### Source data
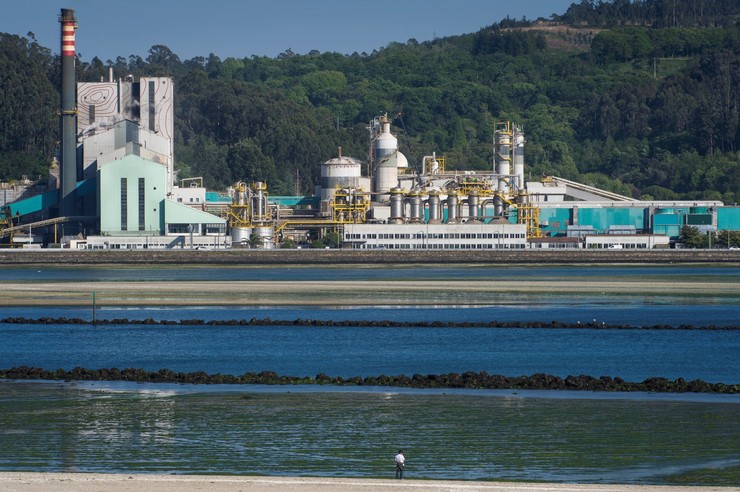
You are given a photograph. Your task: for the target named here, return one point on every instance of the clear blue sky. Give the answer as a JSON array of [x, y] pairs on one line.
[[242, 28]]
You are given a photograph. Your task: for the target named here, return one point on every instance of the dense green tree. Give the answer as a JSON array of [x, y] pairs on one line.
[[649, 108]]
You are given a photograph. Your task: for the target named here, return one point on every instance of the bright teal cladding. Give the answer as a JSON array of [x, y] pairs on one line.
[[556, 220], [728, 218], [117, 220]]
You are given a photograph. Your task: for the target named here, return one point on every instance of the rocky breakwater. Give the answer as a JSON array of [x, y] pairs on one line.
[[469, 380]]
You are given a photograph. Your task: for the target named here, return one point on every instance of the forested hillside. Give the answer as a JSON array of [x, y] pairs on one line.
[[642, 98]]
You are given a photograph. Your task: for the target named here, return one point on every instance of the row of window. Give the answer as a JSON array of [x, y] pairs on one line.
[[439, 246], [421, 235], [623, 245], [141, 204], [196, 228]]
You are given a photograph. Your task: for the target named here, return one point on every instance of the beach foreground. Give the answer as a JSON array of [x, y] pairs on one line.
[[88, 482]]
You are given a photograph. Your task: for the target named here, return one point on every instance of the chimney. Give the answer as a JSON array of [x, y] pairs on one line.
[[67, 198]]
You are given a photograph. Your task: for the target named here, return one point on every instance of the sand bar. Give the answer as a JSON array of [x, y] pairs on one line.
[[360, 292], [89, 482]]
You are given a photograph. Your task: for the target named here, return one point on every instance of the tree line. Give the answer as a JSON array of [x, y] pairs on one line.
[[647, 109]]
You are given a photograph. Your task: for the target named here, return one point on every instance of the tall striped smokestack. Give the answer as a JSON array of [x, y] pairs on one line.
[[67, 199]]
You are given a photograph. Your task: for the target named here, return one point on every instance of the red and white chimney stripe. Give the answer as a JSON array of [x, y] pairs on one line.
[[68, 38]]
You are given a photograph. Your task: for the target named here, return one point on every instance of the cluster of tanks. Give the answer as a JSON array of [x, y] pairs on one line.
[[392, 193]]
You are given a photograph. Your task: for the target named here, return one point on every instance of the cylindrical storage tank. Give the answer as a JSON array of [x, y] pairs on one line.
[[415, 209], [396, 197], [453, 215], [265, 235], [386, 177], [504, 159], [240, 235], [434, 207], [343, 172], [473, 205], [498, 206], [519, 160], [385, 144], [259, 201]]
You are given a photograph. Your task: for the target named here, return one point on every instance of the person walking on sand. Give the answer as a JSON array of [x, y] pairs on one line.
[[400, 460]]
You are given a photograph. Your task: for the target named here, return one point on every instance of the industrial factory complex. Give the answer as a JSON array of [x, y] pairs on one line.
[[114, 187]]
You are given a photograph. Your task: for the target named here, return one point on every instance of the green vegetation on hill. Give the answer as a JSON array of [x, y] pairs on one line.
[[641, 98]]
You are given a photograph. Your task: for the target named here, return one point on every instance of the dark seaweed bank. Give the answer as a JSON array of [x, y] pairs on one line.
[[357, 323], [470, 380]]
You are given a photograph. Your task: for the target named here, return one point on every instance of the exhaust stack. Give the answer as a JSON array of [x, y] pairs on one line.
[[67, 198]]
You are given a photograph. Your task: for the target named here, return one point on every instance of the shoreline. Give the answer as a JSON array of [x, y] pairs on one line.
[[350, 292], [84, 482]]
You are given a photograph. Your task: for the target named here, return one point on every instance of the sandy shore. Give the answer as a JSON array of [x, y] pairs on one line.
[[360, 292], [89, 482]]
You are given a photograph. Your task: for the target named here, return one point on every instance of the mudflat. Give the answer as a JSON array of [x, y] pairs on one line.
[[88, 482], [360, 292]]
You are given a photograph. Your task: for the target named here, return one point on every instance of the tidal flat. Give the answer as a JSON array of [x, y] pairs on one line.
[[61, 427]]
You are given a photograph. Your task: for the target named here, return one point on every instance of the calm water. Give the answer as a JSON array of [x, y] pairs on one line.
[[63, 427], [568, 438], [633, 355], [637, 310]]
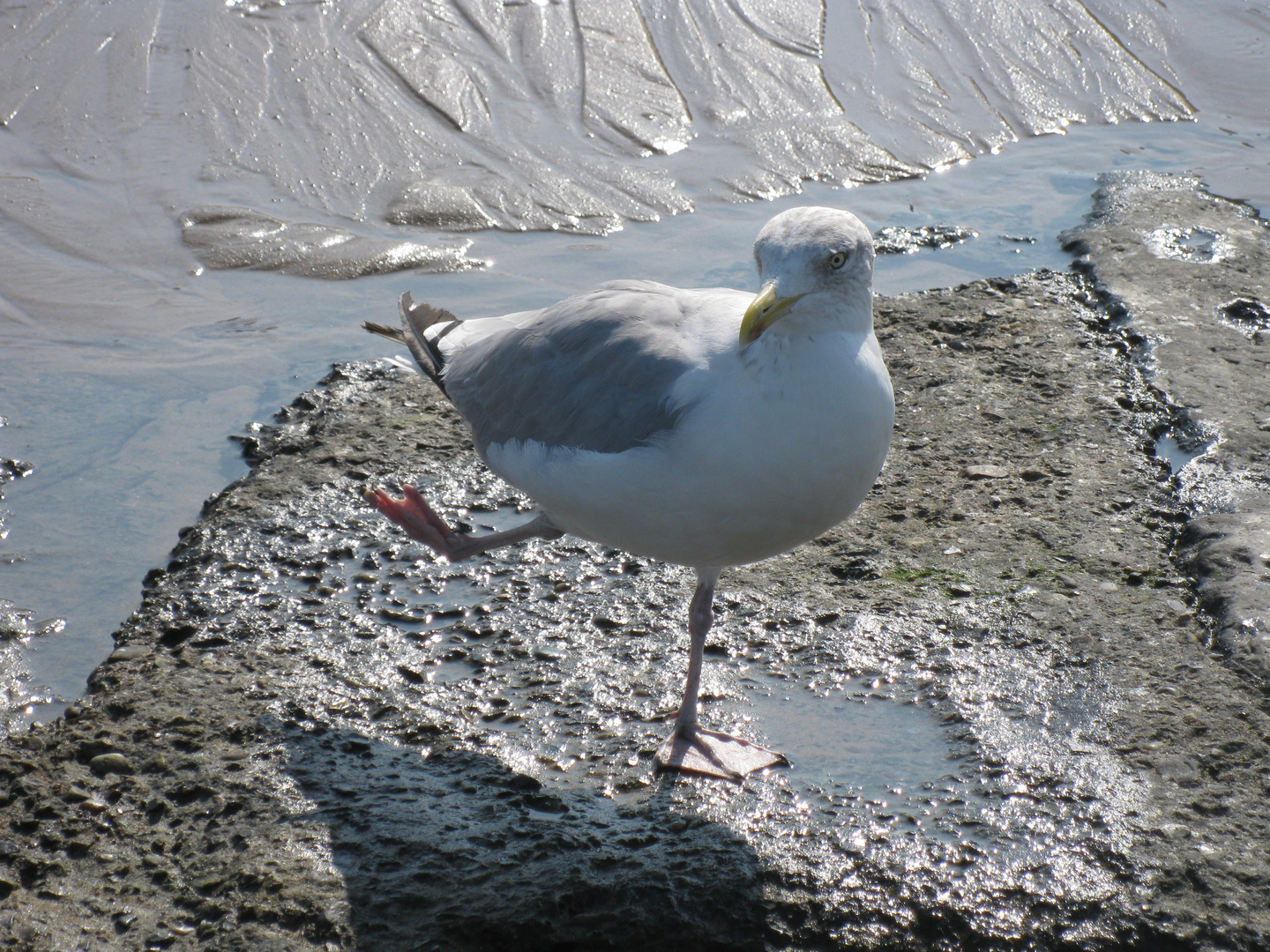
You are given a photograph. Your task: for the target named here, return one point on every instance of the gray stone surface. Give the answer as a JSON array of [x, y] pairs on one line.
[[1188, 276], [1009, 724]]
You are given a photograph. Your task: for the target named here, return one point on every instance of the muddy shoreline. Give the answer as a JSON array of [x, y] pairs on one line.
[[311, 735]]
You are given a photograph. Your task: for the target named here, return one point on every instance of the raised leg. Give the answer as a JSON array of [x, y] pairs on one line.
[[691, 747], [423, 524]]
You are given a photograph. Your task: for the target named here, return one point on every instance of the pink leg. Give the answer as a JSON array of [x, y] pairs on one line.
[[691, 747], [422, 524]]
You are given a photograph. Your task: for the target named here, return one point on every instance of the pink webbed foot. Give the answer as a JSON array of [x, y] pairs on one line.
[[419, 522], [693, 749], [422, 524]]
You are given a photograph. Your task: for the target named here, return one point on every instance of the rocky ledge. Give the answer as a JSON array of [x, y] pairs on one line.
[[1021, 688]]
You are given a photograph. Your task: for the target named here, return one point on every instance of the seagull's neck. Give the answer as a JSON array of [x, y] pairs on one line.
[[841, 311]]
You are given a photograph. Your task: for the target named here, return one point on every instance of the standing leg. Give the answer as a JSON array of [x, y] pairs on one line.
[[690, 747]]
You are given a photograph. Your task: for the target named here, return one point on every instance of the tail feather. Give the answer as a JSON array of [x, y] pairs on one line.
[[415, 319]]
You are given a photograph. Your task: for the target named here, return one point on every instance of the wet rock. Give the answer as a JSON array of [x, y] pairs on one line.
[[309, 788], [129, 652], [984, 472], [111, 763], [898, 240], [1192, 271]]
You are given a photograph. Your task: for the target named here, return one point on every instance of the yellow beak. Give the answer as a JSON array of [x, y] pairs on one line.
[[764, 311]]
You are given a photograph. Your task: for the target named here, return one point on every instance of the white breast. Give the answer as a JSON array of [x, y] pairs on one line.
[[780, 444]]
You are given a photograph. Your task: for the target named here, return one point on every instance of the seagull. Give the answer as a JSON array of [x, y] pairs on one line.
[[704, 427]]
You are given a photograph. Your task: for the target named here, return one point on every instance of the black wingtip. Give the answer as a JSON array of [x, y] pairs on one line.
[[415, 319]]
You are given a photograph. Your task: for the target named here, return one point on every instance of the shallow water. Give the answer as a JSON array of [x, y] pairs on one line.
[[126, 365]]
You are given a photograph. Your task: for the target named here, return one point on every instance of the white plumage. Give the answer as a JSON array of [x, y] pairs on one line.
[[701, 427]]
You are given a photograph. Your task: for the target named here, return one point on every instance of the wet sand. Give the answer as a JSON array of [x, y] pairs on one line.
[[311, 735]]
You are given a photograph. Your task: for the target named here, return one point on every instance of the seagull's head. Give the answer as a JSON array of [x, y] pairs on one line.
[[816, 270]]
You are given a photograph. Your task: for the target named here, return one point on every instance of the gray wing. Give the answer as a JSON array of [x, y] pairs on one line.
[[592, 372]]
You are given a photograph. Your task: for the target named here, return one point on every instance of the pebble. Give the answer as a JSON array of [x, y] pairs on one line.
[[129, 652], [111, 763]]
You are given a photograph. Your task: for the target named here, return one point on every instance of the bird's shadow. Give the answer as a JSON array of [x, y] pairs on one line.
[[456, 851]]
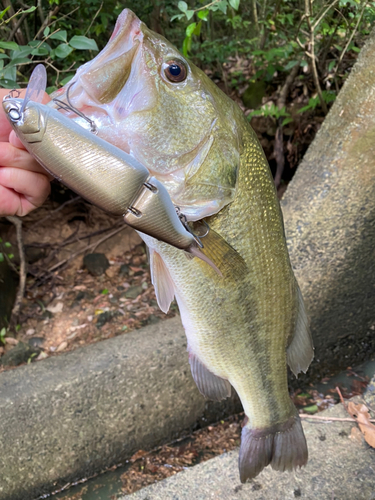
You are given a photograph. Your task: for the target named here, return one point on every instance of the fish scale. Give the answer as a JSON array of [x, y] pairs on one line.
[[247, 321], [244, 340]]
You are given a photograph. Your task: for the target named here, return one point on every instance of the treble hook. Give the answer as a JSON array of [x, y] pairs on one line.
[[69, 107], [184, 222]]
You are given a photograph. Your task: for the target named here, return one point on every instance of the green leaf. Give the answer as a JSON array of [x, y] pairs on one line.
[[234, 3], [286, 121], [40, 51], [17, 60], [291, 65], [190, 29], [51, 89], [66, 79], [178, 16], [60, 35], [83, 43], [202, 14], [186, 46], [3, 12], [197, 30], [27, 11], [63, 50], [183, 6], [9, 45], [222, 6], [24, 51]]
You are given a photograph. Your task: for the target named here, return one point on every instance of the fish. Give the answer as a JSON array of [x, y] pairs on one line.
[[100, 172], [245, 325]]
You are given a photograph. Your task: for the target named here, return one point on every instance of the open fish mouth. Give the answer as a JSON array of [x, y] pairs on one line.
[[113, 83]]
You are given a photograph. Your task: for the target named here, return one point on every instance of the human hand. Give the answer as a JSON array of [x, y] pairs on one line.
[[24, 184]]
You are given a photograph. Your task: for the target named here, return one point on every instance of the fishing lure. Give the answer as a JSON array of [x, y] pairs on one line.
[[100, 172]]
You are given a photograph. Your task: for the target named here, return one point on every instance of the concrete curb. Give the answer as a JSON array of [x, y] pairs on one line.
[[338, 469], [68, 417]]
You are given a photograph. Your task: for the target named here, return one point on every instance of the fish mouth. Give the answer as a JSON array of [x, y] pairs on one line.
[[102, 81], [111, 69]]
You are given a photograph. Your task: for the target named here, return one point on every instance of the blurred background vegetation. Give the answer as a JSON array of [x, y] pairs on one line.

### Your instructions
Copy out exactly the lines from the line with "the fish mouth." to the end of the listing, including both of those lines, and give nothing else.

### Completed exercise
You are given a photograph. Your task: for the target named here, return one point on every instance of the fish mouth. Give the answer as a JSON array of [x, y] pairs on one line.
[[102, 81], [111, 69]]
You are given a photograph. Your task: for the target named here, return one point on every instance of the blurred background vegetation. Give the answer as a JSON array of [x, y] pairs on one line.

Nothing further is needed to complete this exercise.